Exercise description: Revise everything in the records below from the line containing "of the ground?" down to the end of the records, changing "expected format" to "required format" and leaving the rest unchanged.

(Contour labeling entries)
·····

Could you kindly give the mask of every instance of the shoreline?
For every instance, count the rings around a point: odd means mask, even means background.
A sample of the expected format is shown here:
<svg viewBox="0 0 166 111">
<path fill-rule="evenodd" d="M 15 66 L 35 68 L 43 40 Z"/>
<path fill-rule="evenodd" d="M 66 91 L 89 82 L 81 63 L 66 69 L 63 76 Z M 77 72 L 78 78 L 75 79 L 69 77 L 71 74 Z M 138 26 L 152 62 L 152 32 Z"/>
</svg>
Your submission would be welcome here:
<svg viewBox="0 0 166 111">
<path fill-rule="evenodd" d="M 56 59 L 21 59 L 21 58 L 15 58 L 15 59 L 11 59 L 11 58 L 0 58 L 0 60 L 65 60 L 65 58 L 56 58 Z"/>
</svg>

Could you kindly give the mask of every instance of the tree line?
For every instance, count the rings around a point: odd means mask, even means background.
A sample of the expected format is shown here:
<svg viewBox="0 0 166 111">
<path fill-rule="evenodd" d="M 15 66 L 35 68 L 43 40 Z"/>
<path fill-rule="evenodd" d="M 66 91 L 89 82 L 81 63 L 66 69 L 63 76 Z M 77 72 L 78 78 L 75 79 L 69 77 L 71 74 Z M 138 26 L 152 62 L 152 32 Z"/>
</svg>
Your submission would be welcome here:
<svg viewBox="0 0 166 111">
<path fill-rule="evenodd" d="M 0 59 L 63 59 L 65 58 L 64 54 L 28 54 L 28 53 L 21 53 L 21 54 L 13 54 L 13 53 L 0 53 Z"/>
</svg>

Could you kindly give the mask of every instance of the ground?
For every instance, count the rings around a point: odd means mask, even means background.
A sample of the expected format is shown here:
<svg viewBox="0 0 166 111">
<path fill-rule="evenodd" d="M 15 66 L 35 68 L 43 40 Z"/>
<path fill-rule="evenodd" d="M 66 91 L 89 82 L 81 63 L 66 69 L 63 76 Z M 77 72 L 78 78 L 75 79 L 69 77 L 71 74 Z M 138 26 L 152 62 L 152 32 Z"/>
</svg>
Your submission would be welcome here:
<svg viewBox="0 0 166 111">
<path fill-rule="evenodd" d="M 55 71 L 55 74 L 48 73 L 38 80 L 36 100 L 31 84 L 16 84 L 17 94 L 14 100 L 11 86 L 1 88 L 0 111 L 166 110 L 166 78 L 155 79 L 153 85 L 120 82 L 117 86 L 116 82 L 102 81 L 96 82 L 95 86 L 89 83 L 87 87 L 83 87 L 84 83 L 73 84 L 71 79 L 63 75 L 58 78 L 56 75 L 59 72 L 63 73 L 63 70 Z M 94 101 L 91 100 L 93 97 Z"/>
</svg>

·····

Problem solution:
Could you kindly give the mask of every instance of the ground?
For every instance, count the rings around a point: odd means mask, even means background.
A sample of the required format is shown here:
<svg viewBox="0 0 166 111">
<path fill-rule="evenodd" d="M 15 66 L 35 68 L 43 40 Z"/>
<path fill-rule="evenodd" d="M 66 91 L 89 82 L 81 63 L 66 69 L 63 76 Z M 77 72 L 78 78 L 75 79 L 69 77 L 71 74 Z M 138 26 L 152 62 L 152 32 Z"/>
</svg>
Your submission would be welcome here:
<svg viewBox="0 0 166 111">
<path fill-rule="evenodd" d="M 55 71 L 55 74 L 48 73 L 38 80 L 36 100 L 31 84 L 16 84 L 17 94 L 14 100 L 11 86 L 1 88 L 0 111 L 166 110 L 166 78 L 155 79 L 153 85 L 120 82 L 117 86 L 116 82 L 102 81 L 96 82 L 95 86 L 89 83 L 87 87 L 83 87 L 84 83 L 73 84 L 71 79 L 63 75 L 58 78 L 56 75 L 59 72 L 63 73 L 63 70 Z M 94 101 L 91 100 L 93 97 Z"/>
</svg>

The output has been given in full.